Your task is to transcribe the lines from the start of the data below through the line containing "box: [278, 16, 335, 83]", inclusive, exactly as they stand and without the pictures.

------------------------------------------------------------

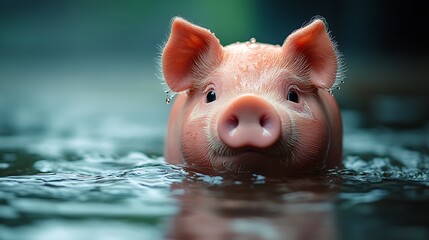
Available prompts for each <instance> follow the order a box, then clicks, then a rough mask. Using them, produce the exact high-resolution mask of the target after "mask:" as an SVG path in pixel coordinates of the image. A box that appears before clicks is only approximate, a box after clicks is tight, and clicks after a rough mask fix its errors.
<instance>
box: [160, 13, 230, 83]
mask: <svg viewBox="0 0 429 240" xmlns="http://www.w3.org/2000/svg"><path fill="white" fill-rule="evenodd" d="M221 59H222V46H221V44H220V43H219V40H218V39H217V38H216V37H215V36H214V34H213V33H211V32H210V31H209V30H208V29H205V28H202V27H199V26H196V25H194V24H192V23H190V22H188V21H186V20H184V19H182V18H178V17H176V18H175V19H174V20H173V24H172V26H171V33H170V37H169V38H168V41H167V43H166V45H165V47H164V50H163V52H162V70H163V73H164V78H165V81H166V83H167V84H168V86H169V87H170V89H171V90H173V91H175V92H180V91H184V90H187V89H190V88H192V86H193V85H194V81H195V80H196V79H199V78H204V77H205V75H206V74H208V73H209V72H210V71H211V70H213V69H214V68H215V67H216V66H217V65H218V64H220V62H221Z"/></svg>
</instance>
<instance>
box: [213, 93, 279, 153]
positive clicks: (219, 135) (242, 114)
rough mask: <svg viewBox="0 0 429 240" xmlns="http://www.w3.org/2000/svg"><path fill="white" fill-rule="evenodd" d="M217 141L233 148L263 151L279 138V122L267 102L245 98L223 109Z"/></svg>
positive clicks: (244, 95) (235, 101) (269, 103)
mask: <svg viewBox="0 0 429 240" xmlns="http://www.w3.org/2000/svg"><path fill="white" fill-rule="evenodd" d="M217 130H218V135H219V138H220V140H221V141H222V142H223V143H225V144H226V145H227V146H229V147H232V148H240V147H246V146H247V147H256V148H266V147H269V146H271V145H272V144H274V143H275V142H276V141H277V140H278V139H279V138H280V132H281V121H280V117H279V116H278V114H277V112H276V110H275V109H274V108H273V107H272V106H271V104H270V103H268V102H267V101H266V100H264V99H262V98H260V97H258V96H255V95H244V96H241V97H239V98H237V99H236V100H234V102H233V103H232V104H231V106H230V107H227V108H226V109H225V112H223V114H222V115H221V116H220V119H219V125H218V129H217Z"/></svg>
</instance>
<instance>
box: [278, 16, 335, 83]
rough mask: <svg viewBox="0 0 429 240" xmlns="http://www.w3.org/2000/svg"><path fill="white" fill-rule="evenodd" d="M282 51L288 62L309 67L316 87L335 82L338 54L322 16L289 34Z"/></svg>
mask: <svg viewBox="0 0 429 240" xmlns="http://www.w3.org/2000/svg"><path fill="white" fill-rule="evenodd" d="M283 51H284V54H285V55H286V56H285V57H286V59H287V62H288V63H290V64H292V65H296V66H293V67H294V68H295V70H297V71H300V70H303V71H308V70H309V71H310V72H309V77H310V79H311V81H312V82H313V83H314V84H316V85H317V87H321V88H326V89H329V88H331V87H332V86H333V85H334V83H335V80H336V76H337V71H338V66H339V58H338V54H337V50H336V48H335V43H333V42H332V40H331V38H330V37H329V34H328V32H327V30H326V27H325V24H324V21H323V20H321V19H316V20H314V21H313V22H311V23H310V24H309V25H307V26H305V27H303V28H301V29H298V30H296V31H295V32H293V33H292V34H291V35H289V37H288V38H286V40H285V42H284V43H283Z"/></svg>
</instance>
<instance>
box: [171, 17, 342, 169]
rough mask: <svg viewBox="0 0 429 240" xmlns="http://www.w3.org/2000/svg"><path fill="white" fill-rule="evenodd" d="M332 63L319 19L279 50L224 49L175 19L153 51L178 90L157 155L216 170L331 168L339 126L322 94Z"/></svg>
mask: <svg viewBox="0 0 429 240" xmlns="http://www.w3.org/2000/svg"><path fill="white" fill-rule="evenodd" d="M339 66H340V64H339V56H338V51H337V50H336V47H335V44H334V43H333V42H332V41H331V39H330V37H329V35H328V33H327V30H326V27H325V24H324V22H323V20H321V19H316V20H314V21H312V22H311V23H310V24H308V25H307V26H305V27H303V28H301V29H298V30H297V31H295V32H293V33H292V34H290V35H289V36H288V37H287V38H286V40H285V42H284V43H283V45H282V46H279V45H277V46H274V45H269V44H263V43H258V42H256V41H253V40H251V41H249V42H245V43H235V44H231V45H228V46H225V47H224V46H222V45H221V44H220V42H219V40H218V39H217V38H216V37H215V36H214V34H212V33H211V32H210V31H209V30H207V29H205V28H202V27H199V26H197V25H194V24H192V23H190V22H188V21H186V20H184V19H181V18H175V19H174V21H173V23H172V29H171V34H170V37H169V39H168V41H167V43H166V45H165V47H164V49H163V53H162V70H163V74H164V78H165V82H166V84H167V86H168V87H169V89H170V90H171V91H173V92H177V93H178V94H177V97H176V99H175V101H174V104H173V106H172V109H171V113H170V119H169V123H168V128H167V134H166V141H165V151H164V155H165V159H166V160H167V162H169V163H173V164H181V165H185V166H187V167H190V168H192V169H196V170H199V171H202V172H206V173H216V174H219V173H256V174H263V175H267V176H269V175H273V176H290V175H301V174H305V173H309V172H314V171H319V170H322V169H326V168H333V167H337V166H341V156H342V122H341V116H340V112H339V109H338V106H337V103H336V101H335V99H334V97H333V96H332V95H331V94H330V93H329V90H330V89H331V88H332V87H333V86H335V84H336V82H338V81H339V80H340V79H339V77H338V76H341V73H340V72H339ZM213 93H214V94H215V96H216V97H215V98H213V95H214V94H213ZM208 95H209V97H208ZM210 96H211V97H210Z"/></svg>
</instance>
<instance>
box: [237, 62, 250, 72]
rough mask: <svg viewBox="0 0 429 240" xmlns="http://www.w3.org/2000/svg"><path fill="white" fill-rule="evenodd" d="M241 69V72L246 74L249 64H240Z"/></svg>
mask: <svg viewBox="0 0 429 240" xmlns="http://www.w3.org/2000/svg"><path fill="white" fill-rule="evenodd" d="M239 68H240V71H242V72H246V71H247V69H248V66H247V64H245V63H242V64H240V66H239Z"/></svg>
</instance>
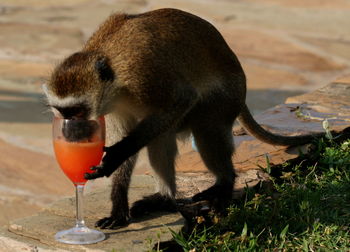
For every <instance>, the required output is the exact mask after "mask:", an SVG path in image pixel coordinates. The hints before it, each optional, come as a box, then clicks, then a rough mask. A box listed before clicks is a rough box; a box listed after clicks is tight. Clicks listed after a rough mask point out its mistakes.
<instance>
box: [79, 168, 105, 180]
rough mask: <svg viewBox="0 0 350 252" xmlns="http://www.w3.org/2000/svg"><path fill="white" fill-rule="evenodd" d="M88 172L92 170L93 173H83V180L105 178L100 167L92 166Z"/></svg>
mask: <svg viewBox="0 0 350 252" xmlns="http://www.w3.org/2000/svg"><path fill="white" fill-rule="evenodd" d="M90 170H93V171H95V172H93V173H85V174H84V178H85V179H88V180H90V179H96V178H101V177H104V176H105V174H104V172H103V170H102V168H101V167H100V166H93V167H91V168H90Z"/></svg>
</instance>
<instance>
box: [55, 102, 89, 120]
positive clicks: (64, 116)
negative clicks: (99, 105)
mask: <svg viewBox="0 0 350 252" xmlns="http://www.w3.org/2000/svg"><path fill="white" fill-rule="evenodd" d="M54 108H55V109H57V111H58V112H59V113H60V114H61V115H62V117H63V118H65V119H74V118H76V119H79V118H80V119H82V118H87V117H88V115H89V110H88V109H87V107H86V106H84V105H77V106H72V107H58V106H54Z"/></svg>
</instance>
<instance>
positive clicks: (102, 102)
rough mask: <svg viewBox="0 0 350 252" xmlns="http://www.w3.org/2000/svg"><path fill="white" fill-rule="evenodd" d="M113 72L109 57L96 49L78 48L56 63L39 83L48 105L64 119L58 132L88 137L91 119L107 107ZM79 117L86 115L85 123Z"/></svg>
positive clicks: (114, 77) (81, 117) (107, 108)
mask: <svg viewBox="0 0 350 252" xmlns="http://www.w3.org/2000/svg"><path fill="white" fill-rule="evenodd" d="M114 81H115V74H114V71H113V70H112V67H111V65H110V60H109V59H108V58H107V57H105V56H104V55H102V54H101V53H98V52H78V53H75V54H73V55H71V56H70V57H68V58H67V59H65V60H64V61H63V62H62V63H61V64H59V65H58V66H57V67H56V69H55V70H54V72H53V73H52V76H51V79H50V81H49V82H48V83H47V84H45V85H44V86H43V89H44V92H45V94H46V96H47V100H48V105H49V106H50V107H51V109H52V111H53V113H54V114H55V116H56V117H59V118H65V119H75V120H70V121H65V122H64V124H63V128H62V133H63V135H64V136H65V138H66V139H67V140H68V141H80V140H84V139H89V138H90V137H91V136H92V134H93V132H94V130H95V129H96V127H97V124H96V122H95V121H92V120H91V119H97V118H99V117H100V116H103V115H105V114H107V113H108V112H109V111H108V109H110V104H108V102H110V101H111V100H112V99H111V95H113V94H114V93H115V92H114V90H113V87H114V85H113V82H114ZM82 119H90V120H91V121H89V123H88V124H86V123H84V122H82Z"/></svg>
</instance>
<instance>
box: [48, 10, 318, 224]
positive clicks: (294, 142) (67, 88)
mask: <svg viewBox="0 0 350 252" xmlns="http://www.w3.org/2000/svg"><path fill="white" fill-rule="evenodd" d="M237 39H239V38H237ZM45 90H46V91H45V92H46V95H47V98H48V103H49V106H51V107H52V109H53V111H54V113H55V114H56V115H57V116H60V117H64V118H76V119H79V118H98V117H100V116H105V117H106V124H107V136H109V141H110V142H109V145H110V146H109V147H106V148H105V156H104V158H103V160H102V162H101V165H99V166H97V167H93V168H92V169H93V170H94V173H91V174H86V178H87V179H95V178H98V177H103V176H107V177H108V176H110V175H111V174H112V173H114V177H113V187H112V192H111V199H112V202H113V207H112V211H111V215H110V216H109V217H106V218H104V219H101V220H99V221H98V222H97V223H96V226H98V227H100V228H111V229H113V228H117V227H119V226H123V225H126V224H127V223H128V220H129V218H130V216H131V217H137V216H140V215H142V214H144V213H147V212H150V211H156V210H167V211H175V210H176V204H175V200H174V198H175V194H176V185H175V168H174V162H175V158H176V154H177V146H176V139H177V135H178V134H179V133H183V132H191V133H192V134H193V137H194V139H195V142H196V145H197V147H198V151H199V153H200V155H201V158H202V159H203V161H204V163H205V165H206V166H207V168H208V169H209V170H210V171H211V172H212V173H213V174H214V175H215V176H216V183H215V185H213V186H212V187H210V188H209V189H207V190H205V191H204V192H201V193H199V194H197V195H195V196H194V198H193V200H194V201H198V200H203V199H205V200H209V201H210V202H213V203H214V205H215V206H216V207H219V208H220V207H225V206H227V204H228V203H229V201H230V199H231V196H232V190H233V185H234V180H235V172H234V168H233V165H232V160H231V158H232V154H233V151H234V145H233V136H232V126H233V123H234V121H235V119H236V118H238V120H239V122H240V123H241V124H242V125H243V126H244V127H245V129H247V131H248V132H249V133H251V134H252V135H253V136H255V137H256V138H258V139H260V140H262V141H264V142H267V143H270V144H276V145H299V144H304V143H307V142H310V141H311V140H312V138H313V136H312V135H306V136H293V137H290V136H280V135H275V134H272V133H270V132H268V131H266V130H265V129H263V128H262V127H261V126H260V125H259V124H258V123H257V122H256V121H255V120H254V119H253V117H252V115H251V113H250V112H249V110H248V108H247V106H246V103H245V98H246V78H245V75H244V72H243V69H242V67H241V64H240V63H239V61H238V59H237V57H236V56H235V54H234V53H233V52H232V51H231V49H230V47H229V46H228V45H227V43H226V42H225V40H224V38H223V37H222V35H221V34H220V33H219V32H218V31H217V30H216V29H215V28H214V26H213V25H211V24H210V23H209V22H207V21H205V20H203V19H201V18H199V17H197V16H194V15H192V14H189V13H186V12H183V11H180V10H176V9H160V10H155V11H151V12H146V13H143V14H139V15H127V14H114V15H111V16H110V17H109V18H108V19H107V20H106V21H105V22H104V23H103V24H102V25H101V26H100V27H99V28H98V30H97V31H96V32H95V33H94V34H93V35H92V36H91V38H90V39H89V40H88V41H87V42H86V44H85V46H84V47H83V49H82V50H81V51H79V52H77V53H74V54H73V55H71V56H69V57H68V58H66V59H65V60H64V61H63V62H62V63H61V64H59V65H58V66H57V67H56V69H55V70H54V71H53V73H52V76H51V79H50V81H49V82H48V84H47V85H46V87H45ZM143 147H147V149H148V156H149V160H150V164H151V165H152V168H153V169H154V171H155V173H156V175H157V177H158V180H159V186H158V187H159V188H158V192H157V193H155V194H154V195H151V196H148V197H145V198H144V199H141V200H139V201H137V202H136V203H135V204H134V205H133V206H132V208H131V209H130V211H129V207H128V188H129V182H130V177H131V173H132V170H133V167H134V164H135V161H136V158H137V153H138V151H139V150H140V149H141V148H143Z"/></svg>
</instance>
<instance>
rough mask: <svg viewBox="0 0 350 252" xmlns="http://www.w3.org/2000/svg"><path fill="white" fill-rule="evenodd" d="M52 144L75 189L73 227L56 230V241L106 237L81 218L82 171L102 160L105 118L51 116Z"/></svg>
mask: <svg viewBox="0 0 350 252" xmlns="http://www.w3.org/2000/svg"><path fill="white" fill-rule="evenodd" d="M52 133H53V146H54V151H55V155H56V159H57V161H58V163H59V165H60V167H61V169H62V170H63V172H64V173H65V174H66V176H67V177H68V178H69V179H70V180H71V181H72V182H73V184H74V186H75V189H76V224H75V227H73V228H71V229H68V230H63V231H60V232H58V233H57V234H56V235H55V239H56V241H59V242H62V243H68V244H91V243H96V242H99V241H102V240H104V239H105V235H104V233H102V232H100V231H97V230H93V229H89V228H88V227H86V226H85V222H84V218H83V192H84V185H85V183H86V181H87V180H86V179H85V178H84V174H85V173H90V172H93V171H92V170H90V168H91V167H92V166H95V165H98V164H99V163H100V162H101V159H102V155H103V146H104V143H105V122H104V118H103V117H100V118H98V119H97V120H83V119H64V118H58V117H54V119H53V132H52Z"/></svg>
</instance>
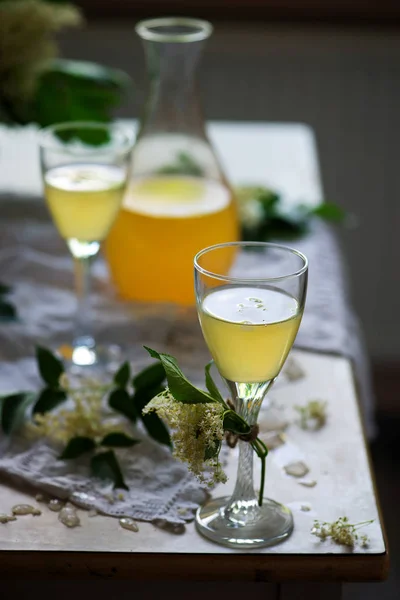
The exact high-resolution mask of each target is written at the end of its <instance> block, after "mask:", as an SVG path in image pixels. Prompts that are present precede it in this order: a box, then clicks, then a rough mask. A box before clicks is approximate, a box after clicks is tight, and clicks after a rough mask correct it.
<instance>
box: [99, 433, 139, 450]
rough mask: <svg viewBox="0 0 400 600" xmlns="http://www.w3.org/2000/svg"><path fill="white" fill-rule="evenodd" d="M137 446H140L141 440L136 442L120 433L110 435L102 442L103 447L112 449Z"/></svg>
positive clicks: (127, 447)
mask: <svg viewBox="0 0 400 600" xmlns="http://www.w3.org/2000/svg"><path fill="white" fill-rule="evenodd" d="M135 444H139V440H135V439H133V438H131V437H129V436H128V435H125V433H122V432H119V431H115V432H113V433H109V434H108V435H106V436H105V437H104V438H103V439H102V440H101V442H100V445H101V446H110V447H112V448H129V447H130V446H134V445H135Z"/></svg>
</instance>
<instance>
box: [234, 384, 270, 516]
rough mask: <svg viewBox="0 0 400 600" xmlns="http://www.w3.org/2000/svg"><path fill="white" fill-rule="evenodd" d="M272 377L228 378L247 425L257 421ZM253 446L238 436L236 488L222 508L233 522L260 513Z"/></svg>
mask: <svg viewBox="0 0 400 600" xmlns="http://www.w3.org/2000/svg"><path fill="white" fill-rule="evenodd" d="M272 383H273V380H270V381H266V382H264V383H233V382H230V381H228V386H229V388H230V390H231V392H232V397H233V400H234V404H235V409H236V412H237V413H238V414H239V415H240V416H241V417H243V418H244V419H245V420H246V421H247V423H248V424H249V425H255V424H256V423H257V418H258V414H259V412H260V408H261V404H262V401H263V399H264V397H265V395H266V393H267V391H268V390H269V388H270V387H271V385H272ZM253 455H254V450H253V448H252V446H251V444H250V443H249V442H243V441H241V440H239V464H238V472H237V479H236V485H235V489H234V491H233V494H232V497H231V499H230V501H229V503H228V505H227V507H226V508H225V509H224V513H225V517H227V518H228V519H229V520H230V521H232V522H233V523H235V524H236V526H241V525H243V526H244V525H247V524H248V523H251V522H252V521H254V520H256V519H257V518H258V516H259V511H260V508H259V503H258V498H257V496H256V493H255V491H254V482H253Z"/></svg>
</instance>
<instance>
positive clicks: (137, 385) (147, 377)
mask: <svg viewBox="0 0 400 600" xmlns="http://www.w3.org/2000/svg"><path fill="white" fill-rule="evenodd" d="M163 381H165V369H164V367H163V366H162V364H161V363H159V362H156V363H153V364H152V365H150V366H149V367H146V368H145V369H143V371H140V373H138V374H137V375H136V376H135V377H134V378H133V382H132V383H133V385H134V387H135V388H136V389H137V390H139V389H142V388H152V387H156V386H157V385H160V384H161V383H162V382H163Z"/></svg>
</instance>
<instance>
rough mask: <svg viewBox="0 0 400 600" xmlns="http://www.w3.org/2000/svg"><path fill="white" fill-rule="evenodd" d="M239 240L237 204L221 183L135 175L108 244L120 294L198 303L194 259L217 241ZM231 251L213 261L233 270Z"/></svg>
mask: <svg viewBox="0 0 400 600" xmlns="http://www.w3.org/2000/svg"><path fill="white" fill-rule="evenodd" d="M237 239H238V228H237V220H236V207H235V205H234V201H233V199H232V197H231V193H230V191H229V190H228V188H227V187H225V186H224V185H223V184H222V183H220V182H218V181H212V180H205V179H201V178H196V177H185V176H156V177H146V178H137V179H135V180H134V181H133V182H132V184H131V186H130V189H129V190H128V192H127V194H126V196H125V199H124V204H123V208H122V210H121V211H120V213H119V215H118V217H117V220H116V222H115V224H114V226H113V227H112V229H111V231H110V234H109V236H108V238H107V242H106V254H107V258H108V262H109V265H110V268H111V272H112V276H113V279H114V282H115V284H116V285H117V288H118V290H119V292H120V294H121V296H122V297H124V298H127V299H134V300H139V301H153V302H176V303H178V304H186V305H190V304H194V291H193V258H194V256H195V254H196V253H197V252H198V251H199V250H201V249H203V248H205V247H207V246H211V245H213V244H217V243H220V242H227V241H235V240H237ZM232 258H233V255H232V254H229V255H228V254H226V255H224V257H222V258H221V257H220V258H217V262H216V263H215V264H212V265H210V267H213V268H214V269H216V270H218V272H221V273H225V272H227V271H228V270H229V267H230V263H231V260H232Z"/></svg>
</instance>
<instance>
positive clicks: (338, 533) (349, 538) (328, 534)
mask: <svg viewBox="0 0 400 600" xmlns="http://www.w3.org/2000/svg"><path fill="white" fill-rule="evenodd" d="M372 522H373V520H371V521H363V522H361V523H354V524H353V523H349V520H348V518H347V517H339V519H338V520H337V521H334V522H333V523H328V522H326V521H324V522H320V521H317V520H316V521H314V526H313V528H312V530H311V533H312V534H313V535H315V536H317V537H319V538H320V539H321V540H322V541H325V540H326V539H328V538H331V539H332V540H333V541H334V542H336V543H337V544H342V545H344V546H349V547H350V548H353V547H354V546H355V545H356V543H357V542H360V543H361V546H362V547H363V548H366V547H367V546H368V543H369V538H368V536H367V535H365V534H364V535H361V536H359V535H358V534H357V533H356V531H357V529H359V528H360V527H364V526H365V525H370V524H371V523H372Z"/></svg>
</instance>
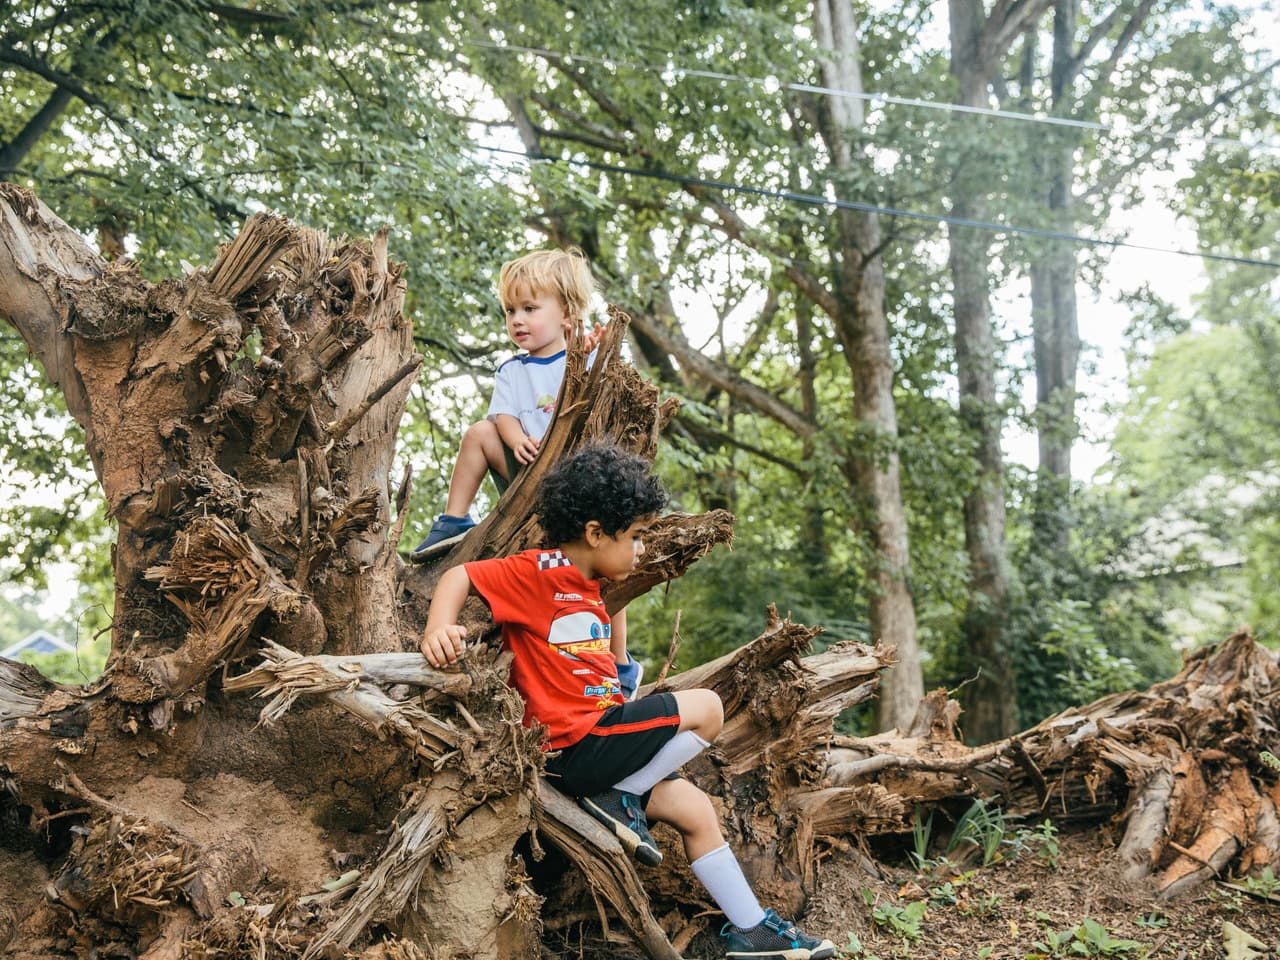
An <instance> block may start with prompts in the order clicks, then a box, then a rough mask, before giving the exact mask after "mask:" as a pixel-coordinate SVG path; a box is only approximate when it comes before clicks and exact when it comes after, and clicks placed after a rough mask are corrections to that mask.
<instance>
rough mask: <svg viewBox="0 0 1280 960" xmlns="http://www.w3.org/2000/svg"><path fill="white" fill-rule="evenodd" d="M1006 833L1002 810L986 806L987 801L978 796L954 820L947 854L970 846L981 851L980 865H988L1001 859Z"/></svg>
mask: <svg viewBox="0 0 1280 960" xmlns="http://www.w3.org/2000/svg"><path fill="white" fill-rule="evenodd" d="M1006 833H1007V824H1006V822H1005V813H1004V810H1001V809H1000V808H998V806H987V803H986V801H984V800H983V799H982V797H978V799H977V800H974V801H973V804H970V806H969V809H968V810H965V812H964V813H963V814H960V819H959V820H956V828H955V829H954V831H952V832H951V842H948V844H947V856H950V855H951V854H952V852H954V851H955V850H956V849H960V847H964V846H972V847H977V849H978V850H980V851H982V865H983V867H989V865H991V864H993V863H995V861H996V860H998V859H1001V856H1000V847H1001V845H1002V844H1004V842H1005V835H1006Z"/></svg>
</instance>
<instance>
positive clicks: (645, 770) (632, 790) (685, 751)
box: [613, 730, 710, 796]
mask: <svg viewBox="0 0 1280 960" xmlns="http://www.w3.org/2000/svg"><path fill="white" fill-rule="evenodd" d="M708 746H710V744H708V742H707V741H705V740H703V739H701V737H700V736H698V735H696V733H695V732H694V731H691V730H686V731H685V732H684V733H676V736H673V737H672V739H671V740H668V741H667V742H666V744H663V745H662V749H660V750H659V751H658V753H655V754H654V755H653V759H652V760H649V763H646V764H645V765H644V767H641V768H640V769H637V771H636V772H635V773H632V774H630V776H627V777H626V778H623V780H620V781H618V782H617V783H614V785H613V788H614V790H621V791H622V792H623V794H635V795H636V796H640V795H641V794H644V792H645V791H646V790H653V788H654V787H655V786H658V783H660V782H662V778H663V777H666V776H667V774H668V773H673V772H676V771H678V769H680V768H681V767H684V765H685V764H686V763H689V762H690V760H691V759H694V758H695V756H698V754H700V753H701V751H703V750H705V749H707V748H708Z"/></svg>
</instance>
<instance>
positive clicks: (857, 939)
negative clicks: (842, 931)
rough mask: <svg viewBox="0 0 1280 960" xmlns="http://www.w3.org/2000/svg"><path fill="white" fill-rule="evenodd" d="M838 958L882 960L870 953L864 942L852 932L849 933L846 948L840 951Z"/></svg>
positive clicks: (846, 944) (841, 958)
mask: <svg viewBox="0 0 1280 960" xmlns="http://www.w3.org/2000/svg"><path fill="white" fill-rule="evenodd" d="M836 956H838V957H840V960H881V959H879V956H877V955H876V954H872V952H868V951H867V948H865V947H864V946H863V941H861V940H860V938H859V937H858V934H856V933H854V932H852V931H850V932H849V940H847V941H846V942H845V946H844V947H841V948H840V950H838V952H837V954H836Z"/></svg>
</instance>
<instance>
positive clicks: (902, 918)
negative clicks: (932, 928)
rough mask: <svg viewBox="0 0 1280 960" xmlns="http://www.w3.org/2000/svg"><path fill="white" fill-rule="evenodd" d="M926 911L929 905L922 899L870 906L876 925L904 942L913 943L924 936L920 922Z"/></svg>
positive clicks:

------------------------------------------------------------

▶ [Answer to the problem]:
Available prompts for each <instance> follow the order a box, then clicks, then a rough mask. Using them, produce the exact high-resolution mask of the target after "mask:" as an SVG path in pixel coordinates of the image. A box that appears before clicks is only approximate, a box after clicks is tight, and clicks after a rough mask fix its errors.
<instance>
box: [160, 13, 230, 83]
mask: <svg viewBox="0 0 429 240" xmlns="http://www.w3.org/2000/svg"><path fill="white" fill-rule="evenodd" d="M221 59H222V46H221V44H220V43H219V40H218V39H217V38H216V37H215V36H214V34H213V33H211V32H210V31H209V30H208V29H205V28H202V27H199V26H196V25H194V24H192V23H190V22H188V21H186V20H184V19H182V18H178V17H176V18H175V19H174V20H173V24H172V26H171V33H170V37H169V38H168V41H167V43H166V45H165V47H164V50H163V52H162V70H163V73H164V78H165V81H166V83H167V84H168V86H169V87H170V89H171V90H173V91H175V92H180V91H184V90H187V89H190V88H192V86H193V85H194V81H195V80H196V79H199V78H204V77H205V75H206V74H208V73H209V72H210V71H211V70H213V69H214V68H215V67H216V66H217V65H218V64H220V62H221Z"/></svg>
</instance>
<instance>
box: [213, 93, 279, 153]
positive clicks: (219, 135) (242, 114)
rough mask: <svg viewBox="0 0 429 240" xmlns="http://www.w3.org/2000/svg"><path fill="white" fill-rule="evenodd" d="M217 141L233 148L263 151L279 138V122L267 102L245 98L223 109Z"/></svg>
positive clicks: (244, 95) (235, 101) (269, 103)
mask: <svg viewBox="0 0 429 240" xmlns="http://www.w3.org/2000/svg"><path fill="white" fill-rule="evenodd" d="M217 130H218V135H219V138H220V140H221V141H222V142H223V143H225V144H226V145H227V146H229V147H232V148H240V147H246V146H247V147H256V148H266V147H269V146H271V145H272V144H274V143H275V142H276V141H277V140H278V139H279V138H280V132H281V121H280V117H279V116H278V114H277V112H276V110H275V109H274V108H273V107H272V106H271V104H270V103H268V102H267V101H266V100H264V99H262V98H260V97H258V96H255V95H244V96H241V97H239V98H237V99H236V100H234V102H233V103H232V104H231V106H230V107H227V108H226V109H225V112H223V114H222V115H221V116H220V119H219V125H218V129H217Z"/></svg>
</instance>
<instance>
box: [278, 16, 335, 83]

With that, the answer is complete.